■ MATERIAL SUPPLIED:
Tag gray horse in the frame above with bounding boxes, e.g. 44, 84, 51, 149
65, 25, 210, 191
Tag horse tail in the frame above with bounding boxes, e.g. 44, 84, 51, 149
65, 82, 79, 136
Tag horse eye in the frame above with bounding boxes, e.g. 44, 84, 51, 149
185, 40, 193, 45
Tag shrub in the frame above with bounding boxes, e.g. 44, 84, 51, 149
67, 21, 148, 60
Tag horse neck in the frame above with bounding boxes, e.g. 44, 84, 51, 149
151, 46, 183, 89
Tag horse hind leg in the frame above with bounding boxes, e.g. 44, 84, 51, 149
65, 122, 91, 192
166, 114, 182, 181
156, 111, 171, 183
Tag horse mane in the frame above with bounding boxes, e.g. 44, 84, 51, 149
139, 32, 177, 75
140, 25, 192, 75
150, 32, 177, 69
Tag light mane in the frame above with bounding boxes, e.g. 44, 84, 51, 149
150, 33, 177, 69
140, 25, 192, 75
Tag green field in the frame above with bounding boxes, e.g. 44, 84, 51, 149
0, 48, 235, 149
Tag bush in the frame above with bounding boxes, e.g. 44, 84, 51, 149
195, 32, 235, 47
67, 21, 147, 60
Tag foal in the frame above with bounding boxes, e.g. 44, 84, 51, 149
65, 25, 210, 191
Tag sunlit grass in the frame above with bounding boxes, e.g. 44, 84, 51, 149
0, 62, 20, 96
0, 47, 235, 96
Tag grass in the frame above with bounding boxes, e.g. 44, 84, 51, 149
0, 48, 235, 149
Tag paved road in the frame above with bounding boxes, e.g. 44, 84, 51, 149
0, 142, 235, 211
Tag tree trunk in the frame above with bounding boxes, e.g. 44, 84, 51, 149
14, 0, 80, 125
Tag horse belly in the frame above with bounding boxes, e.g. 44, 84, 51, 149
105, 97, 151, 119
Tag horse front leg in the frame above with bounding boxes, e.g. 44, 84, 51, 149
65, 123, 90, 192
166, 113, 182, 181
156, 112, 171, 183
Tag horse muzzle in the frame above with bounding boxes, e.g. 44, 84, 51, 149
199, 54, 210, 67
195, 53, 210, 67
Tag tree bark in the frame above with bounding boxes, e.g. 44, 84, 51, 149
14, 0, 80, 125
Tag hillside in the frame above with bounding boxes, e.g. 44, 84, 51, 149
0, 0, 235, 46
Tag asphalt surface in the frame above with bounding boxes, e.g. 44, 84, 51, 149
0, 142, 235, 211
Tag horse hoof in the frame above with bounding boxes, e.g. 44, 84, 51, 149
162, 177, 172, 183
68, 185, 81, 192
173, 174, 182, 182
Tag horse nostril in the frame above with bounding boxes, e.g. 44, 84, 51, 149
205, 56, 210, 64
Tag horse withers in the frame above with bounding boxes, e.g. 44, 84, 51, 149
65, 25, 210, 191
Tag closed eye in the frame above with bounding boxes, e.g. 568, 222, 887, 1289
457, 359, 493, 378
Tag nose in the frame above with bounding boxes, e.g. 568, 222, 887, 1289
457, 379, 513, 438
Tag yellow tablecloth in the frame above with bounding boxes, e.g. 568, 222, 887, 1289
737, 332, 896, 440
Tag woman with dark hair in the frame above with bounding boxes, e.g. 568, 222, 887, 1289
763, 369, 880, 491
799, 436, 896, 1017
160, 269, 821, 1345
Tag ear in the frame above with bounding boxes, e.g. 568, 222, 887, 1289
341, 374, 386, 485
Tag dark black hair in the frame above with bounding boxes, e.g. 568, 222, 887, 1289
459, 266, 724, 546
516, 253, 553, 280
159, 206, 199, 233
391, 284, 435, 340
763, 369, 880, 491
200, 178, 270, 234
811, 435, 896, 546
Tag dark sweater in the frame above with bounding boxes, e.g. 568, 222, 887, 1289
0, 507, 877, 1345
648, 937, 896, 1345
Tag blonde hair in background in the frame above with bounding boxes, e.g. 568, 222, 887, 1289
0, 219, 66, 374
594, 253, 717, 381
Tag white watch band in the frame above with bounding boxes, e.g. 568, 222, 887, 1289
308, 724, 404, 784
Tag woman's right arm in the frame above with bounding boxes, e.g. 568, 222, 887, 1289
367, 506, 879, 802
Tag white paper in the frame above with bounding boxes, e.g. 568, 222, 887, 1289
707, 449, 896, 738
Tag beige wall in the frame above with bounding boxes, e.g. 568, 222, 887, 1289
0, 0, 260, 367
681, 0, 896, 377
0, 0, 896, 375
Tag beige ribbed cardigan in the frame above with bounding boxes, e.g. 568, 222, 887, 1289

■ REQUIRED TASK: Swap "horse" for "pony" in everything from the start of the material down to the line that contains "185, 40, 193, 45", and give those lines again with nothing else changed.

■ FINISHED TASK:
Tag gray pony in the frame above with bounding boxes, e.g. 44, 84, 51, 149
65, 25, 210, 191
Tag pony tail in the frame above with bounding boxes, e.g. 44, 84, 51, 149
65, 82, 79, 136
Tag pony eye in the frame above with bounding boxes, e.g. 44, 84, 51, 149
185, 40, 193, 45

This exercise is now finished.